◆ ACTIVITIES ◆
**a)** In the travel piece about Sebastia, what video game franchise did the writer first encounter in the local arcade?
**b)** Turn the paragraph of the travel piece about Sebastia that begins "But it was also a window" into a short bulleted list that keeps its main points.
**c)** Reproduce the part of the travel piece about Sebastia that opens with the words containing "I’m terrible at" and closes with "post apocalyptic landscape.".

◆ EXTRACT PROVIDED ◆

•••••

Arcades in Ancient Cities

I’m terrible at killing zombies. I learned this fact, alongside the more conventional things you would expect – like the Hellenistic history of the hilltop ruins, or my host family’s plans to expand their guesthouse – while visiting the ancient village of Sebastia during a walk. I don’t remember too many specifics about those other things, but I’ll always remember what it’s like to let your teammate down when hordes of the undead are coming at you endless in waves in a burned-out, post apocalyptic landscape.

How did find myself in that situation? The same way anyone does: by meandering aimlessly around the center of town, and by sticking out like a sore thumb. In just a few minutes someone waved at me with an X-Box controller, and invited me to join him in the local arcade. This was my introduction to the Call of Duty video game franchise.

But it was also a window into everyday life. It was an opportunity to relax after a long day. It was a reason to try and overcome language barriers — it was a special connection with people over a common interest (even though I don’t really play video games, I’m still quick to get sucked in just like anybody else). It felt good. I won’t forget it.

So even though I can’t quite remember which king it was that built that hilltop palace, I can recall with vivid detail what it’s like to have a new friend run virtually through the burning wreckage of some abandoned factory, fend off the undead that have gathered around, and use their last medical kit to replenish my depleted health bar. But that’s ok. I’m pretty sure it’s more important anyways.

•••••

◆ RECORDS SHOWN ◆

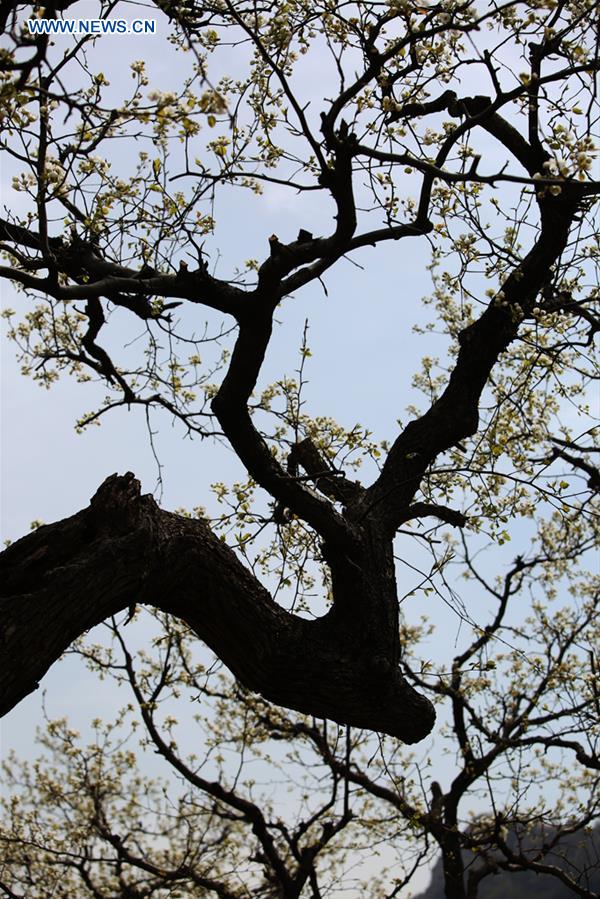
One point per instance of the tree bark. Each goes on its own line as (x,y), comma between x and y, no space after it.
(123,549)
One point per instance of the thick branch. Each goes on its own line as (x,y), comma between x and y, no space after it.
(455,415)
(67,577)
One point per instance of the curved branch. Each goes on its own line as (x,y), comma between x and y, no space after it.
(67,577)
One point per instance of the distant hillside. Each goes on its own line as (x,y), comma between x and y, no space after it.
(578,852)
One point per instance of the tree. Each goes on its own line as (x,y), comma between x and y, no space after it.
(503,192)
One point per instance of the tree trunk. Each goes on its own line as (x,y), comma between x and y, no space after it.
(67,577)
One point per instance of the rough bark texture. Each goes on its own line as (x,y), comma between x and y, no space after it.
(67,577)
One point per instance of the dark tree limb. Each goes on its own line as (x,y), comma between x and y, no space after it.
(67,577)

•••••

◆ RESULTS ◆
**a)** Call of Duty.

**b)**
- It was a window into everyday life.
- It offered a chance to relax after a long day.
- It gave a reason to try to overcome language barriers.
- It created a special connection with people over a common interest, even for someone who doesn't really play video games.
- It felt good and won't be forgotten.

**c)**
I’m terrible at killing zombies. I learned this fact, alongside the more conventional things you would expect – like the Hellenistic history of the hilltop ruins, or my host family’s plans to expand their guesthouse – while visiting the ancient village of Sebastia during a walk. I don’t remember too many specifics about those other things, but I’ll always remember what it’s like to let your teammate down when hordes of the undead are coming at you endless in waves in a burned-out, post apocalyptic landscape.